--- DATA FOR THIS EXERCISE Enclosed Below ---

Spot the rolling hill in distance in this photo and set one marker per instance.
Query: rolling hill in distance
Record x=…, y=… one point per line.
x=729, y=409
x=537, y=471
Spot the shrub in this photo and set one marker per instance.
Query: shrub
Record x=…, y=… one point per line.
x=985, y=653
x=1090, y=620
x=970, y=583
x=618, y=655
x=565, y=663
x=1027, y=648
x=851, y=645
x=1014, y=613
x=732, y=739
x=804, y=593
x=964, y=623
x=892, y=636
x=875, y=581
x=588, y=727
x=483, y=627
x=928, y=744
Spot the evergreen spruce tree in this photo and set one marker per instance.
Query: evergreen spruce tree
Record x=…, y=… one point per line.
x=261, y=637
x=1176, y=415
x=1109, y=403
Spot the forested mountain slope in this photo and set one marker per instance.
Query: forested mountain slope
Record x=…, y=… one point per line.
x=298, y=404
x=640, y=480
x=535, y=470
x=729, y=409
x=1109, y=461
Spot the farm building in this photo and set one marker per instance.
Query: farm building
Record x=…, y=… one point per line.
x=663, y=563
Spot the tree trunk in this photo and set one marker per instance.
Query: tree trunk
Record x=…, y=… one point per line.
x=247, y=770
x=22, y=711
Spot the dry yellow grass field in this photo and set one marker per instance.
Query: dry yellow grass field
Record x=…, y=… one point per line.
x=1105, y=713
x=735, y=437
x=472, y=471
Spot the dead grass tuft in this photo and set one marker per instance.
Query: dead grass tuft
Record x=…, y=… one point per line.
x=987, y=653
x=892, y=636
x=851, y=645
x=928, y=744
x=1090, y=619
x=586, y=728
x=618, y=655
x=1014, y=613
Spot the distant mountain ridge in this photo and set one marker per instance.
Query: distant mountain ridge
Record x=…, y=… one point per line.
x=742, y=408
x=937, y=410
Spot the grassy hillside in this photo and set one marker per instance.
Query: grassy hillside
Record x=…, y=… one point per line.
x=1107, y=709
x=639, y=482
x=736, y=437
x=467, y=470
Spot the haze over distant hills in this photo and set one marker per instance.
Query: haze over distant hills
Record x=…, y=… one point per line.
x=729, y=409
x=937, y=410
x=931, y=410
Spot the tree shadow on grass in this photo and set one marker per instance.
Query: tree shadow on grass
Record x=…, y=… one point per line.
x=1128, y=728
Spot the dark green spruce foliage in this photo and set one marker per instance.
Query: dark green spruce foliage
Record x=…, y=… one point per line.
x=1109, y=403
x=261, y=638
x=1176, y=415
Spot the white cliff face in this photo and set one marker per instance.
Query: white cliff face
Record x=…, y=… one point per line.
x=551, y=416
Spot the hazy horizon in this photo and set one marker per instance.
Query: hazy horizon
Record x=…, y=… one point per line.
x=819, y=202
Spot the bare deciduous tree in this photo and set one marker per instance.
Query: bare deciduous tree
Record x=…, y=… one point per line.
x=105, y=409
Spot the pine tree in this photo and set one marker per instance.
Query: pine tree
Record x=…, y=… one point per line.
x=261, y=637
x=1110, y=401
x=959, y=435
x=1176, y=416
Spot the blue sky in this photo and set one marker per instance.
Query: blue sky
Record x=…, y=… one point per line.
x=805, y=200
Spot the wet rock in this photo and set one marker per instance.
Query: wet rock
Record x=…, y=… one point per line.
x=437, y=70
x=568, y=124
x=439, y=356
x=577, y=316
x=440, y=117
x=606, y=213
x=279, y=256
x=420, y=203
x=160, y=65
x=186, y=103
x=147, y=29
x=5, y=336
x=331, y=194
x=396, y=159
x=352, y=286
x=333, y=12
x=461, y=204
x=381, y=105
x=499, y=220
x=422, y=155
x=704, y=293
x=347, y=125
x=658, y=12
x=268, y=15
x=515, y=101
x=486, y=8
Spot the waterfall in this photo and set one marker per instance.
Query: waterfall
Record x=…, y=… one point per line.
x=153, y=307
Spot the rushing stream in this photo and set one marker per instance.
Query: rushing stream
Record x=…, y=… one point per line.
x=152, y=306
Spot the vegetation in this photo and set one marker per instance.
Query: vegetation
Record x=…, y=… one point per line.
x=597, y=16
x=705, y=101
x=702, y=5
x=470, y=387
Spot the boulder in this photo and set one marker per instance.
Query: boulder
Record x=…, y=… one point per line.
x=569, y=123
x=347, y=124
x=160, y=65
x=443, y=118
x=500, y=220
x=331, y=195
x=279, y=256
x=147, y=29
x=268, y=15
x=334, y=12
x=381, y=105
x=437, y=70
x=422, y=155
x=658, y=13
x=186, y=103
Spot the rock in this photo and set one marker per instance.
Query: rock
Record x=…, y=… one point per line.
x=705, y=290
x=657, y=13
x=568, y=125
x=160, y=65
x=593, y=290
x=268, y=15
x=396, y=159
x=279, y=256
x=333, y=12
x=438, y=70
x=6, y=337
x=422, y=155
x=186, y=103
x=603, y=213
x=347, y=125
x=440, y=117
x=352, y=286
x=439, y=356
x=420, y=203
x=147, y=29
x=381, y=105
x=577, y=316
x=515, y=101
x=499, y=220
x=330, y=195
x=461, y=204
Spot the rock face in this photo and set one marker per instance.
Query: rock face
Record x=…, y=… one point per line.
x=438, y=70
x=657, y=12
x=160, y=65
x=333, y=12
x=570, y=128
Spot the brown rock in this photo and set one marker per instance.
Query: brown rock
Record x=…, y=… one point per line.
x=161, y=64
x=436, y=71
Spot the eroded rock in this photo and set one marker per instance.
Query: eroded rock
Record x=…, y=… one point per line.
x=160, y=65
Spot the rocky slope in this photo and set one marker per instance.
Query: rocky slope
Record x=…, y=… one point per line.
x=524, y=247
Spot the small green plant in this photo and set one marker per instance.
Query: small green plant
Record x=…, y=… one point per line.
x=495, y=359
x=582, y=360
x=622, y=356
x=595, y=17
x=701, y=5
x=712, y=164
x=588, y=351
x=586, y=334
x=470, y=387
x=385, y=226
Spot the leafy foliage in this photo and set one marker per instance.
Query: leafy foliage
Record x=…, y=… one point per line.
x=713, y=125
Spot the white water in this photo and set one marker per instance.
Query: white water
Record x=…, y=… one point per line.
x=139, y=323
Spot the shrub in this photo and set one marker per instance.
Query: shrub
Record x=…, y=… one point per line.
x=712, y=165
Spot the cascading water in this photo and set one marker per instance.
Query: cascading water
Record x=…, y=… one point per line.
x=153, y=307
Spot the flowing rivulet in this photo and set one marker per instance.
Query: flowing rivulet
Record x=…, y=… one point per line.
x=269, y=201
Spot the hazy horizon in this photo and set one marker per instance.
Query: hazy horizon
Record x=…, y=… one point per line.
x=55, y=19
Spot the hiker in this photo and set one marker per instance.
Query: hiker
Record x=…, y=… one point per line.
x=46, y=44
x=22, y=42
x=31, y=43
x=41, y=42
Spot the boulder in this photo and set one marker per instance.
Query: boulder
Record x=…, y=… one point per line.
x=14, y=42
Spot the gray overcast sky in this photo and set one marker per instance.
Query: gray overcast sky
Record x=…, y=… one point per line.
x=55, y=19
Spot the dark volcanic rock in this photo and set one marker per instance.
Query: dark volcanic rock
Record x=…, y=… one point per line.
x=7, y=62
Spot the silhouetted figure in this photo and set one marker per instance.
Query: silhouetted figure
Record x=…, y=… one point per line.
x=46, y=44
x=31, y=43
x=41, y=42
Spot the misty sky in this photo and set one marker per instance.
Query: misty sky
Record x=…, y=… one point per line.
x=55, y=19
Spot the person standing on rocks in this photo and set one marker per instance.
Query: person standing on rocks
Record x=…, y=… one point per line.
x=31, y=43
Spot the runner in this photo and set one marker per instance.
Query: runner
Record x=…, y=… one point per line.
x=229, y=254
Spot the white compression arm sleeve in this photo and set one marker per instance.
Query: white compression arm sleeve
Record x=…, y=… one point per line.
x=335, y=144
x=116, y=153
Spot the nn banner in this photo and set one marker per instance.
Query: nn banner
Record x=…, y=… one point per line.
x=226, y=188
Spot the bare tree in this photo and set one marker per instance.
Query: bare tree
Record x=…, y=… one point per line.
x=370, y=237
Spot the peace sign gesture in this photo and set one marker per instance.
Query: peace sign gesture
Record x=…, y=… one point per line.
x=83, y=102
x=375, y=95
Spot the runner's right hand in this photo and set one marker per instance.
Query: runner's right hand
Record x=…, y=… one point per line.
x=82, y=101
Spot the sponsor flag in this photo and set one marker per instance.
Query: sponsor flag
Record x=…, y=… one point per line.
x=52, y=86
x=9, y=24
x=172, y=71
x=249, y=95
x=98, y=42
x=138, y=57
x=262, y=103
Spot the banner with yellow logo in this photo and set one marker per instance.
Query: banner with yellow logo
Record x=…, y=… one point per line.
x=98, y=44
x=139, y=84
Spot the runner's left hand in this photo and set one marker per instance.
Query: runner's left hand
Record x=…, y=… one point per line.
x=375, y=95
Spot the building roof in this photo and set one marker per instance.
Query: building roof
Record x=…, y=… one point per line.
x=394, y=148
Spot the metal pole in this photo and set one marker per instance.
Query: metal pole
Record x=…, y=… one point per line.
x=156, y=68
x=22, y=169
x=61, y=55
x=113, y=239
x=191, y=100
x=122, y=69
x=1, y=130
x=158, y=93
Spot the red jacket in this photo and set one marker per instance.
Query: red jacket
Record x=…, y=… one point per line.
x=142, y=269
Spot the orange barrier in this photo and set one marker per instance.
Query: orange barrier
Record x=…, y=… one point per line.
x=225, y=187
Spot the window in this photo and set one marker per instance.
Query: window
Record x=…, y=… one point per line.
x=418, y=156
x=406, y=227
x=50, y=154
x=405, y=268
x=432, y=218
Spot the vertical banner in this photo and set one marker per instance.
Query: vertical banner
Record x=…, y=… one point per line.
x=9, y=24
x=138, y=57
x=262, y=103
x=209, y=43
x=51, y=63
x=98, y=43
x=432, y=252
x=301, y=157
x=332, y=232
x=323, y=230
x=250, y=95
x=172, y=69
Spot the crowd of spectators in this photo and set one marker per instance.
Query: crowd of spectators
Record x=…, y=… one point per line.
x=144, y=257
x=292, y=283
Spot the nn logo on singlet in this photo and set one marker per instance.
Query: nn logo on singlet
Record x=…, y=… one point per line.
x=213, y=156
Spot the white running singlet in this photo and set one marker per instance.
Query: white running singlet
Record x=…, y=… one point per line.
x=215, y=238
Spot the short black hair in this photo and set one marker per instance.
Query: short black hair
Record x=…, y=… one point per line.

--- End of Enclosed DATA FOR THIS EXERCISE ---

ABOUT THIS EXERCISE:
Across the listing above, state how many lines include the word "left", with nothing but the number in reply.

RESPONSE FOR THIS EXERCISE:
2